» Input material:
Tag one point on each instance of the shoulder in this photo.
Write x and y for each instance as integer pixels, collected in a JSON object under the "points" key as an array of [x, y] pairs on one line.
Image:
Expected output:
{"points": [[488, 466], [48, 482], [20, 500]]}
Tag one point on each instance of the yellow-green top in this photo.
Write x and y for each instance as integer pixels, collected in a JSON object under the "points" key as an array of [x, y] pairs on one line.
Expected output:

» Problem requirements: Beginning with the line that contains "Tag one point on each instance of the yellow-green", retype every remaining line of the listing exactly, ending with the last one.

» Solution to the exercise:
Tag one point on each instance of the yellow-green top in this photo.
Write x and y for each instance as integer pixels, collected in a JSON object under the "points" key as an array of [x, y] pairs on one line.
Expected output:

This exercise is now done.